* _AVAILABLE DATA_:

* Begin *

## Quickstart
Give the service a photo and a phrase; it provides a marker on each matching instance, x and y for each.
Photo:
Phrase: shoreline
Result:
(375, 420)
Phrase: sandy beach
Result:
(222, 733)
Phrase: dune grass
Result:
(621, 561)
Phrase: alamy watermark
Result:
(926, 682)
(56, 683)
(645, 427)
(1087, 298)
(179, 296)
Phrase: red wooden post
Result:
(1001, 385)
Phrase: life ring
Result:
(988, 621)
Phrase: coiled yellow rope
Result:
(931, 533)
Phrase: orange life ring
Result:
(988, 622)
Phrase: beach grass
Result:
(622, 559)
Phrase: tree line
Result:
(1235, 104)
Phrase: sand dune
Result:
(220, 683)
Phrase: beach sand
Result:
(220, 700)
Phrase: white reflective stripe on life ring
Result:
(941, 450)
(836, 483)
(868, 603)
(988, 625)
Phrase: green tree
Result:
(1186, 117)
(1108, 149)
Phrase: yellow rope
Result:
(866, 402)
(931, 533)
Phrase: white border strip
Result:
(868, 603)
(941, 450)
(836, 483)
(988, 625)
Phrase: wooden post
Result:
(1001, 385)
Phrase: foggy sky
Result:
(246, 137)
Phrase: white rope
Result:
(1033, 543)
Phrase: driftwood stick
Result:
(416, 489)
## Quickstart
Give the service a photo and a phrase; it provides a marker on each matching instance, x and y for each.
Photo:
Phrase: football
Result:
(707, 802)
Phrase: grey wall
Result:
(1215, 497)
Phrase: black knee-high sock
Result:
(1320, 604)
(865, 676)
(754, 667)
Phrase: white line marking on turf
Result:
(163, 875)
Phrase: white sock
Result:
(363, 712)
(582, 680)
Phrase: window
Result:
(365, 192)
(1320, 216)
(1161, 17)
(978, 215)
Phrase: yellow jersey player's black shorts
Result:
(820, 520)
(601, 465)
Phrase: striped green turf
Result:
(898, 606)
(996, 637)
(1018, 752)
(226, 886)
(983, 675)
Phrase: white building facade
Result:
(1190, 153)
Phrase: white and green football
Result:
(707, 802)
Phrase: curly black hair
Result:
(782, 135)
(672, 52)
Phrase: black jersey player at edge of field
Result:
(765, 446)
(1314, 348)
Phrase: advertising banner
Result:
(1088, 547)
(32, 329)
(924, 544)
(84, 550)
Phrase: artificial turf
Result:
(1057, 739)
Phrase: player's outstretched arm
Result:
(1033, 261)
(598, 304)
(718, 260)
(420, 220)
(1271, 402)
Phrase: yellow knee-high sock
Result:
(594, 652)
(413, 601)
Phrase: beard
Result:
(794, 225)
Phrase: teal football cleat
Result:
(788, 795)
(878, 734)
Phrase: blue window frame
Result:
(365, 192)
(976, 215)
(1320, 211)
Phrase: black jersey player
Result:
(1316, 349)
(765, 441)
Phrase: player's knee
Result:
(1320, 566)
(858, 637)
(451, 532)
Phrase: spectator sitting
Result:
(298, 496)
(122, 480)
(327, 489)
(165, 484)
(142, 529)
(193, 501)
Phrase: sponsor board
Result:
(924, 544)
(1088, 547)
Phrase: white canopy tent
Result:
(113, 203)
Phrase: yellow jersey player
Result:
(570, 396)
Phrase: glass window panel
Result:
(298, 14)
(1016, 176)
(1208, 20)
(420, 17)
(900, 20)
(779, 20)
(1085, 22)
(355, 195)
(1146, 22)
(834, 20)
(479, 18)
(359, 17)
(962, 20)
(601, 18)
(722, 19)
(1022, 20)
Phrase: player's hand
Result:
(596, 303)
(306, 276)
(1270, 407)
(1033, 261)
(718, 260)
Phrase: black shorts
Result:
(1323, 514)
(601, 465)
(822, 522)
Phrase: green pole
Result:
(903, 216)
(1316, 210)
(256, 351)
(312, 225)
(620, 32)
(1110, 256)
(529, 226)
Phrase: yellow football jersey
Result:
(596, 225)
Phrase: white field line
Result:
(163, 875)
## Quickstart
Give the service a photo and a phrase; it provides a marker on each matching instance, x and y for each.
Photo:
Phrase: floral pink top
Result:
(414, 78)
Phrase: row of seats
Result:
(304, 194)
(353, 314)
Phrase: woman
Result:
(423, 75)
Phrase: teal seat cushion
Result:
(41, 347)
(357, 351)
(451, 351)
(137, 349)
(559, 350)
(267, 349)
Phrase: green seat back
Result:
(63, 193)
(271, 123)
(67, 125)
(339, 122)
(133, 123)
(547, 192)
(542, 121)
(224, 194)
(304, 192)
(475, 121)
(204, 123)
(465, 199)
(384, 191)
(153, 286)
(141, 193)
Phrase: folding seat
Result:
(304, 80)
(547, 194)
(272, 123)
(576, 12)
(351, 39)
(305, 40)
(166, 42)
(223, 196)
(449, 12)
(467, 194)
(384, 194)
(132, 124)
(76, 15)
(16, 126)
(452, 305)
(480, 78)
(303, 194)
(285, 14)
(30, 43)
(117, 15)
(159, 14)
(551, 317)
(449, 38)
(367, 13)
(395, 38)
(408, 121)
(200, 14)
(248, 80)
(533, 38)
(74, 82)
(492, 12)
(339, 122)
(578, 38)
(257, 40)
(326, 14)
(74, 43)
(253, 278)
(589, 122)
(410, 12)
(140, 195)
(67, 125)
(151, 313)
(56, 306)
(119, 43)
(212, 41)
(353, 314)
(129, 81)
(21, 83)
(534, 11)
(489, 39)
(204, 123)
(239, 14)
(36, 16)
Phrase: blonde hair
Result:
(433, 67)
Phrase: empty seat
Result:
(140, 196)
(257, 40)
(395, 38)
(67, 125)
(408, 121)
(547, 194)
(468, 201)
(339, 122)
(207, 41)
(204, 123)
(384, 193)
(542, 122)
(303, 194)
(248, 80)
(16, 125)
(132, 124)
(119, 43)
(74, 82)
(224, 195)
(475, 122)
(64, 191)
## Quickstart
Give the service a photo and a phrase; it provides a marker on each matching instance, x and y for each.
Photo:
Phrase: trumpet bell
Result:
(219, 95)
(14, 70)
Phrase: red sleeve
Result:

* End *

* _EXERCISE DETAILS_: Reproduce every one of the records above word for word, line for line.

* _EXERCISE RESULT_:
## Quickstart
Give the service a photo and a phrase; it provides a marker on each matching instance, x and y for each.
Photo:
Phrase: shoreline
Result:
(375, 420)
Phrase: sandy beach
Result:
(222, 733)
Phrase: dune grass
Result:
(621, 561)
Phrase: alamy watermark
Result:
(926, 682)
(56, 683)
(645, 427)
(1087, 298)
(179, 296)
Phrase: red wooden post
Result:
(1001, 385)
Phrase: life ring
Result:
(988, 621)
Phrase: coiled yellow rope
Result:
(931, 533)
Phrase: orange life ring
Result:
(988, 622)
Phrase: beach grass
Result:
(622, 559)
Phrase: tree line
Result:
(1235, 104)
Phrase: sand dune
Result:
(220, 683)
Phrase: beach sand
Result:
(220, 700)
Phrase: white reflective stripe on life ring
Result:
(941, 450)
(836, 483)
(868, 603)
(988, 625)
Phrase: green tree
Result:
(1186, 117)
(1108, 149)
Phrase: yellow rope
Result:
(866, 402)
(931, 533)
Phrase: white border strip
Result:
(868, 603)
(941, 450)
(836, 483)
(988, 625)
Phrase: wooden post
Result:
(1001, 385)
Phrase: foggy sky
Result:
(246, 137)
Phrase: white rope
Result:
(1033, 543)
Phrase: driftwood stick
Result:
(416, 489)
## Quickstart
Give the service a photo and a phrase; it provides a marker on each matching instance, x and y for each.
Photo:
Phrase: football
Result:
(707, 802)
Phrase: grey wall
Result:
(1215, 497)
Phrase: black knee-high sock
Result:
(1320, 604)
(865, 676)
(754, 667)
Phrase: white line marking on turf
Result:
(163, 875)
Phrase: white sock
Result:
(363, 712)
(582, 680)
Phrase: window
Result:
(365, 192)
(1320, 216)
(1161, 17)
(978, 215)
Phrase: yellow jersey player's black shorts
Result:
(820, 520)
(601, 465)
Phrase: striped green turf
Result:
(898, 606)
(996, 637)
(1018, 752)
(226, 886)
(983, 675)
Phrase: white building facade
Result:
(1190, 153)
Phrase: white and green football
Result:
(707, 802)
Phrase: curly black hair
Result:
(782, 135)
(672, 52)
Phrase: black jersey player at edge of field
Result:
(765, 446)
(1314, 348)
Phrase: advertising banner
Result:
(1088, 547)
(32, 329)
(924, 544)
(84, 550)
Phrase: artificial turf
Result:
(1057, 739)
Phrase: player's outstretched arm
Result:
(1033, 261)
(598, 304)
(718, 260)
(420, 220)
(1271, 402)
Phrase: yellow knee-high sock
Result:
(594, 652)
(413, 601)
Phrase: beard
Result:
(794, 225)
Phrase: teal football cleat
Result:
(788, 795)
(878, 734)
Phrase: blue window frame
Result:
(365, 192)
(976, 215)
(1320, 211)
Phrase: black jersey player
Result:
(1316, 349)
(765, 441)
Phrase: player's knee
Result:
(1320, 566)
(858, 637)
(451, 532)
Phrase: spectator sitting
Result:
(298, 496)
(122, 480)
(327, 489)
(165, 484)
(142, 529)
(193, 501)
Phrase: sponsor board
Result:
(924, 544)
(1088, 547)
Phrase: white canopy tent
Result:
(113, 203)
Phrase: yellow jersey player
Result:
(570, 396)
Phrase: glass window panel
Result:
(298, 14)
(1016, 176)
(1208, 20)
(420, 17)
(900, 20)
(779, 20)
(1085, 22)
(355, 195)
(1146, 22)
(834, 20)
(479, 18)
(359, 17)
(962, 20)
(601, 18)
(722, 19)
(1022, 20)
Phrase: player's hand
Result:
(596, 303)
(306, 276)
(1270, 407)
(1033, 261)
(718, 260)
Phrase: black shorts
Result:
(1323, 514)
(601, 465)
(822, 522)
Phrase: green pole
Result:
(903, 216)
(1316, 210)
(256, 351)
(312, 225)
(620, 32)
(1110, 256)
(529, 226)
Phrase: yellow football jersey
Result:
(596, 225)
Phrase: white field line
Result:
(163, 875)
## Quickstart
Give the service a photo and a phrase; it provides a marker on each matching instance, x and y for each.
Photo:
Phrase: floral pink top
Result:
(414, 78)
Phrase: row of seats
Result:
(304, 194)
(353, 314)
Phrase: woman
Result:
(423, 75)
Phrase: teal seat cushion
Result:
(41, 347)
(357, 351)
(451, 351)
(137, 349)
(559, 350)
(267, 349)
Phrase: green seat back
Result:
(63, 193)
(271, 123)
(67, 125)
(339, 122)
(133, 123)
(547, 192)
(542, 121)
(224, 194)
(304, 192)
(475, 121)
(204, 123)
(465, 199)
(384, 191)
(153, 286)
(141, 193)
Phrase: folding seat
Result:
(304, 80)
(547, 194)
(272, 123)
(576, 12)
(351, 39)
(305, 40)
(166, 42)
(223, 196)
(449, 12)
(467, 194)
(384, 194)
(132, 124)
(76, 15)
(16, 126)
(452, 305)
(480, 78)
(303, 194)
(285, 14)
(30, 43)
(117, 15)
(159, 14)
(551, 317)
(449, 38)
(367, 13)
(395, 38)
(408, 121)
(200, 14)
(248, 80)
(533, 38)
(74, 82)
(492, 12)
(339, 122)
(578, 38)
(257, 40)
(326, 14)
(74, 43)
(253, 278)
(589, 122)
(410, 12)
(140, 195)
(67, 125)
(151, 313)
(56, 306)
(119, 43)
(212, 41)
(353, 314)
(129, 81)
(21, 83)
(534, 11)
(489, 39)
(204, 123)
(239, 14)
(36, 16)
Phrase: blonde hair
Result:
(433, 67)
Phrase: empty seat
Result:
(140, 196)
(257, 40)
(395, 38)
(67, 125)
(408, 121)
(547, 194)
(468, 201)
(339, 122)
(207, 41)
(204, 123)
(384, 193)
(542, 122)
(303, 194)
(248, 80)
(16, 125)
(132, 124)
(119, 43)
(74, 82)
(224, 195)
(475, 122)
(64, 191)
## Quickstart
Give the service a photo and a phrase; it provides a marker on each matching instance, x and y for each.
Photo:
Phrase: trumpet bell
Result:
(219, 95)
(14, 70)
Phrase: red sleeve
Result:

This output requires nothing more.